* [TRECHO DO DOCUMENTO]:
"Nunca me vi trabalhando sentada, em meio a papéis. Sempre quis ser militar",
conta Rosana Gomes Batista, enquanto balança um bebê que foi parar em seu colo
durante a visita de uma equipe de policiais da UPP da Mangueira ao setor mais
carente da comunidade. A soldado faz barulhos com a boca, cócegas e mais
cócegas, dá beijinhos e acaba arrancando gargalhadas desdentadas do pequeno.
Rosana conta que quando chegou ali, há três semanas, o bebê estava
abandonado, sob os cuidados do irmão de seis anos de idade. Ela e alguns de seus
colegas chamaram a mãe para uma conversa. Disseram que se isso voltasse a
ocorrer ela acabaria perdendo a guarda dos filhos. A repreensão parece ter
funcionado. A mãe estava lá desta vez.
Segundo a policial, que não tem filhos, o carinho com a criança é natural e
também vem de treinamento. Rosana faz parte de um grupo de PMs recém formados
para atuar em áreas pacificadas no Rio. E faz parte de um grupo ainda seleto,
mas que está crescendo justamente por mostrar eficiência no policiamento de
proximidade, o de mulheres PMs. No último concurso para a Polícia Militar, das 7
mil vagas oferecidas, mil foram para mulheres. Uma porcentagem de 14,2%, muito
maior do que os 7,5% da relação total de mulheres empregadas na instituição.
"Ser mulher ajuda. Em uma aproximação mais comunitária a mulher tem essa
vantagem. Já é natural ser mais simpática, principalmente com as crianças, que
se aproximam mais da gente do que dos homens", explica a sub-comandante da UPP
Mangueira/Tuiti, a tenente Tatiana Lima, que tem o maior efetivo de mulheres
entre as UPPs (64). Formada no corpo de oficiais em 2008, ela entrou para a PM
antes mesmo de a primeira favela ter sido ocupada para a pacificação. No
entanto, Tatiana afirma que carregava desde o início a função comunitária.

* [DADOS FORNECIDOS]:

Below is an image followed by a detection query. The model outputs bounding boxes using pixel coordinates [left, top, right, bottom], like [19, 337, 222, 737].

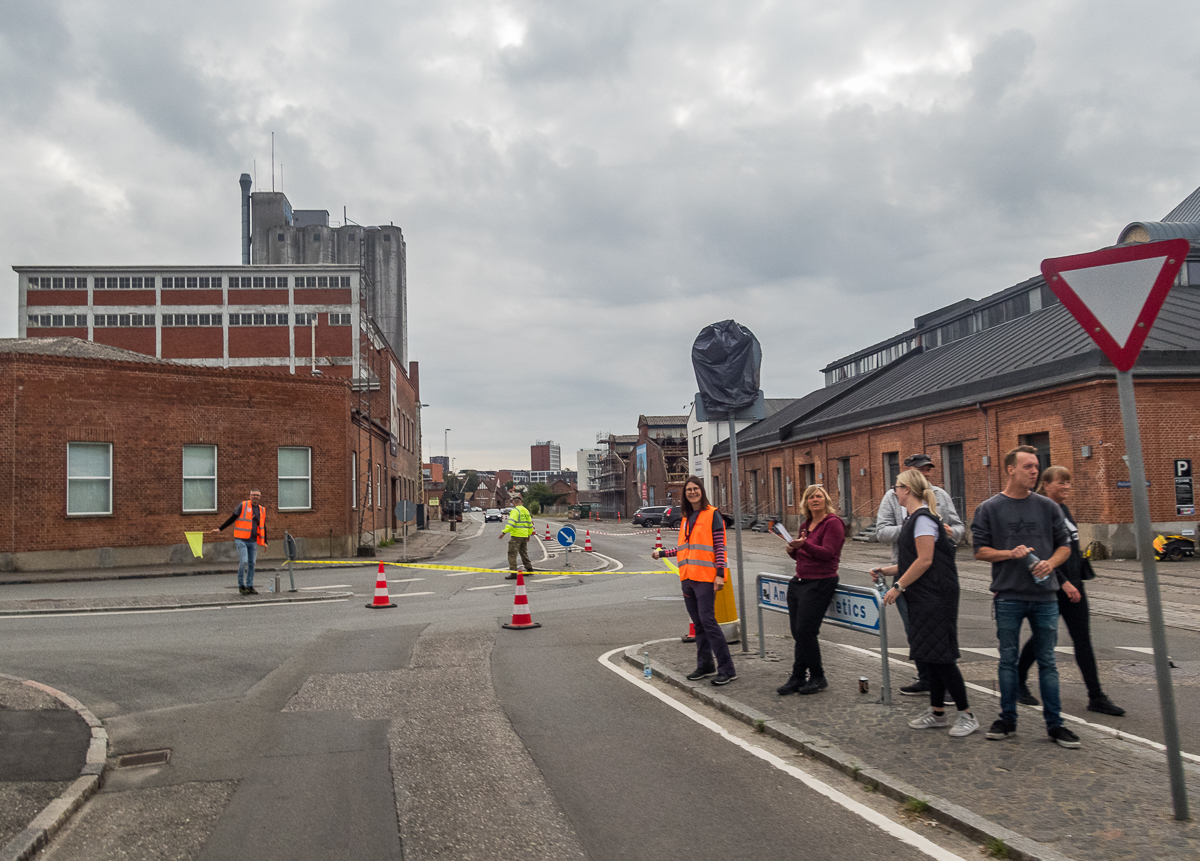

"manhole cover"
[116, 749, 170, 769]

* [TAREFA]: Prossiga, por favor, com o trecho sobre as policiais da UPP da Mangueira a partir do ponto em que ele termina. As linhas são um material à parte, sem relação com o trecho sobre as policiais da UPP da Mangueira.

* [RESPOSTA]:
"Gentileza gera gentileza, diz o profeta. Por que o policial, na sua abordagem,
não poderia ser mais humano?", indaga a tenente.
A sub-comandante já é conhecida nas ruas da Mangueira. As pessoas,
principalmente crianças, param para falar com ela. Tatiana retribui sorrisos,
brinca, demonstra carinho. Em nome da conquista de mentes e corações, a policial
aceitou até mesmo o convite para cantar em um show de música gospel promovido
por um grupo no local onde há maior resistência da cultura do tráfico na
comunidade, a rua conhecida como "Buraco Quente", perto de onde vivia o ex-dono
do tráfico na Mangueira, Alexander Mendes da Silva, o Polegar, que foi preso em
outubro no Paraguai.
"Não é ser celebridade. Mas quero chegar ao ponto de poder ser uma referência
para os moradores, sim. Servir de exemplo. Poder ser alguém que eles confiem e
ser alguém com quem eles possam contar se tiverem algum problema", diz Tatiana.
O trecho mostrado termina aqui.